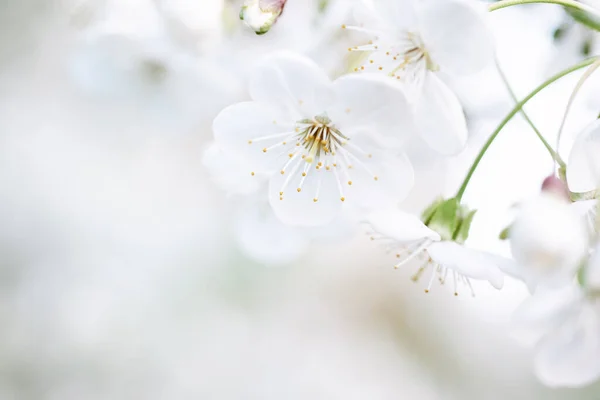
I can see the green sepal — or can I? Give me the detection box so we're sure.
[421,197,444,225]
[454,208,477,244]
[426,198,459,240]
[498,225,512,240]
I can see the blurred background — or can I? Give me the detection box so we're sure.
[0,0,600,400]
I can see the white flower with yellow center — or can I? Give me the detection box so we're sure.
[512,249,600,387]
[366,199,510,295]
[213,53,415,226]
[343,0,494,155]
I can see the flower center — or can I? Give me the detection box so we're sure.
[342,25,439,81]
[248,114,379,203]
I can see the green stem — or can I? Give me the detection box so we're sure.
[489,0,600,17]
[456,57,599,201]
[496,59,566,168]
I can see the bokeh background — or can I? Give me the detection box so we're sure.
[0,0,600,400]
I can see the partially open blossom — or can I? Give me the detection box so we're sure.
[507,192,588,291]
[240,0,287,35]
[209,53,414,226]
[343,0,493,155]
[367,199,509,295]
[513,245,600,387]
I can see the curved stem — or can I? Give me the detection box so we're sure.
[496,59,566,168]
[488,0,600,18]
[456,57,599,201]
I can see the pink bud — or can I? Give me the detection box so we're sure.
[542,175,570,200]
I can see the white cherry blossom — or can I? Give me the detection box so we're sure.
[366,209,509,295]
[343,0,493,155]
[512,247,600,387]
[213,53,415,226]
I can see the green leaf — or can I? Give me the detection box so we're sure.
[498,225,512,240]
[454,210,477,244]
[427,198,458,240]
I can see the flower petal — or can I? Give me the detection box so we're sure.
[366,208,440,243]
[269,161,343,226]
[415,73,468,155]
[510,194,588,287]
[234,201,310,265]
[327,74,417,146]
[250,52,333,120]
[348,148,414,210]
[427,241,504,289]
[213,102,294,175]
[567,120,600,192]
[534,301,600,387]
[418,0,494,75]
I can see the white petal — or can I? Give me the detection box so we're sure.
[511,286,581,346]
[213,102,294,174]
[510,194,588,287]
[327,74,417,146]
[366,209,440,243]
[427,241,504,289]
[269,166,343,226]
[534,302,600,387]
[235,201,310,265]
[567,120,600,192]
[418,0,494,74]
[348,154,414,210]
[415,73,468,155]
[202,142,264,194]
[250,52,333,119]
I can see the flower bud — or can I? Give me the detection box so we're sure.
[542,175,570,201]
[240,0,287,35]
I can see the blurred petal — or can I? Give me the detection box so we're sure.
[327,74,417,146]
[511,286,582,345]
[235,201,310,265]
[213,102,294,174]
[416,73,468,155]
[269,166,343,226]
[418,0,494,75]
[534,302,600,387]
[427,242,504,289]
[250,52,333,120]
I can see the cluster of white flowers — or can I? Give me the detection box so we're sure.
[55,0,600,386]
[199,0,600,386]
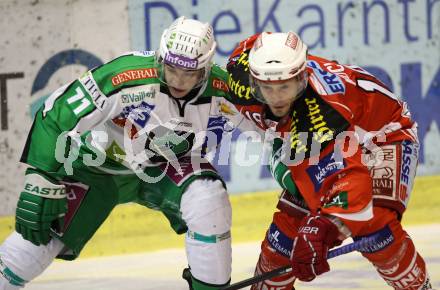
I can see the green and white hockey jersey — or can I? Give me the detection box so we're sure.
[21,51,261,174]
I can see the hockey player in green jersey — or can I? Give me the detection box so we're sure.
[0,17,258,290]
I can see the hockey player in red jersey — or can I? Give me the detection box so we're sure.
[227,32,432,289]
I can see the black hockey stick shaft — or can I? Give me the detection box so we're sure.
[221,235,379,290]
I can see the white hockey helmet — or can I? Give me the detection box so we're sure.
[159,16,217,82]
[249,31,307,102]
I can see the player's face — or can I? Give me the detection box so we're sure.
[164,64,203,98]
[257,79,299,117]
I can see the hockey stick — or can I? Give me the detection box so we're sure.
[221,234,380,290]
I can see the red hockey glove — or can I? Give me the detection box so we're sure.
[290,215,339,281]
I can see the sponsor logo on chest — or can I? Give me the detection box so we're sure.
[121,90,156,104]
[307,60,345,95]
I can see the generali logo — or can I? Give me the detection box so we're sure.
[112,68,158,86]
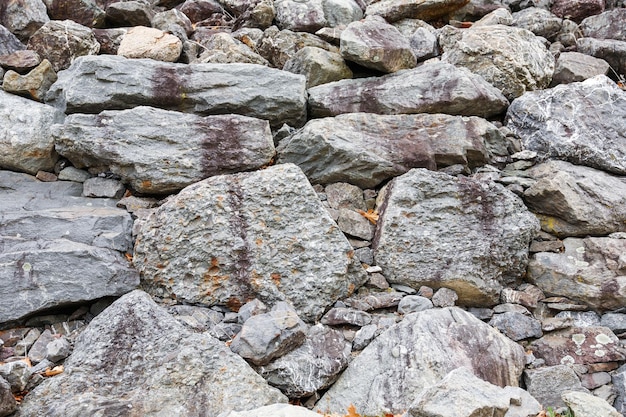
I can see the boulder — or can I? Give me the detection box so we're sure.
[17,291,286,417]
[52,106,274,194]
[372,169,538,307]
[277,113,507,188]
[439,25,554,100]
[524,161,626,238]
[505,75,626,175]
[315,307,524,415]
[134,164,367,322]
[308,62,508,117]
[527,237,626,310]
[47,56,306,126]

────────────────────

Arrange every line of the records above as a numbered list, omitting blank lines and the pictures.

- SOLUTION:
1. I can see the green sepal — or can I? Give me the detection box so we're sure.
2. [421,197,444,225]
3. [454,208,477,244]
4. [426,198,459,240]
5. [498,225,512,240]
6. I can see the blurred background — or can I? Give me the detection box so we're sure.
7. [0,0,600,400]
8. I can see the white flower with yellow center — or can I? Give me the detection box so we're sure.
9. [512,249,600,387]
10. [366,199,510,295]
11. [213,53,415,226]
12. [343,0,494,155]
13. I can see the flower center — or can I? Give me the detection box so we're sure.
14. [342,25,439,81]
15. [248,114,379,203]
16. I can see the green stem — or can I? Give me the detection box so we're sure.
17. [489,0,600,17]
18. [456,57,599,201]
19. [496,59,566,168]
20. I can see the bokeh background — or can I? Give me the detection box so we're sure.
21. [0,0,600,400]
22. I can see the partially open blossom — or can I? Give me the detection box so we're sure.
23. [507,192,588,291]
24. [240,0,287,35]
25. [209,53,414,226]
26. [343,0,493,155]
27. [367,199,509,295]
28. [513,245,600,387]
29. I can see the curved stem — or can I? Give me the detection box so we're sure.
30. [496,59,566,168]
31. [488,0,600,18]
32. [456,57,599,201]
33. I can see the pink bud — or can I? Give me the detection box so we're sure.
34. [542,175,570,200]
35. I can see the white cherry blossom — or can I? Give me the detection box so we're sure.
36. [366,209,509,295]
37. [343,0,493,155]
38. [512,247,600,387]
39. [213,53,415,226]
40. I can see the green leaf — or can I? Give me the detection box so we're sure.
41. [498,225,512,240]
42. [454,210,477,244]
43. [427,198,458,240]
44. I can see the flower petal — or can I? Give me the detection box so we're sure.
45. [366,208,440,243]
46. [269,161,343,226]
47. [415,73,468,155]
48. [510,194,588,287]
49. [234,201,310,265]
50. [327,74,417,146]
51. [250,52,333,120]
52. [348,148,414,210]
53. [427,241,504,289]
54. [213,102,294,175]
55. [567,120,600,192]
56. [534,301,600,387]
57. [418,0,494,75]
58. I can see the white petal — or can I? Give me the detection box so we're sure.
59. [511,286,581,346]
60. [213,102,294,174]
61. [510,194,588,287]
62. [327,74,417,146]
63. [366,209,440,243]
64. [427,241,504,289]
65. [269,166,343,226]
66. [534,302,600,387]
67. [235,201,310,265]
68. [567,120,600,192]
69. [418,0,494,74]
70. [348,154,414,210]
71. [415,73,468,155]
72. [202,142,264,194]
73. [250,52,333,119]
74. I can see the flower bud — or can I? Give me the detection box so we're sure.
75. [542,175,570,201]
76. [240,0,287,35]
77. I can see the blurred petal — or can I? Give me the detection box so we're sure.
78. [327,74,417,146]
79. [511,286,582,345]
80. [235,201,310,265]
81. [213,102,294,174]
82. [416,73,468,155]
83. [269,166,343,226]
84. [418,0,494,75]
85. [534,302,600,387]
86. [427,242,504,289]
87. [250,52,333,120]
88. I can see the cluster of white flowers — or can I? Give me the detection box so we're sure.
89. [55,0,600,386]
90. [199,0,600,386]
91. I can see the green and white hockey jersey — or can I? Give me the detection box so we're sure.
92. [21,51,261,174]
93. I can see the hockey player in green jersey — or can I? Give me the detection box so we're sure.
94. [0,17,258,290]
95. I can see the hockey player in red jersey — or can I? Give me the detection box so we're sure.
96. [227,32,432,289]
97. I can see the black hockey stick shaft — or can I? Give me the detection box so we're sure.
98. [221,235,379,290]
99. I can see the white hockey helmet — or can I? Give me the detection box so we're sure.
100. [159,16,217,82]
101. [249,31,307,102]
102. I can see the player's face — or can I? Give me the detection box so we're sure.
103. [164,64,203,98]
104. [257,79,299,117]
105. I can see the hockey stick — or can I? Give me the detection box so we're sure.
106. [221,234,380,290]
107. I can see the red hockey glove — or can I? Give me the detection box so we're sure.
108. [290,215,339,281]
109. I can see the sponsor logo on chest — or can I? Give me the detection box so we're sure.
110. [121,90,156,104]
111. [307,60,345,95]
112. I can see the generali logo — or can I? Give me the detection box so we're sure.
113. [112,68,158,86]
114. I can see the boulder — or can I? Give me the detection box so we're sure.
115. [17,291,286,417]
116. [52,106,274,194]
117. [372,169,538,307]
118. [277,113,507,188]
119. [439,25,554,100]
120. [524,161,626,238]
121. [505,75,626,175]
122. [315,307,524,415]
123. [134,164,367,322]
124. [308,62,508,117]
125. [527,237,626,310]
126. [47,56,306,126]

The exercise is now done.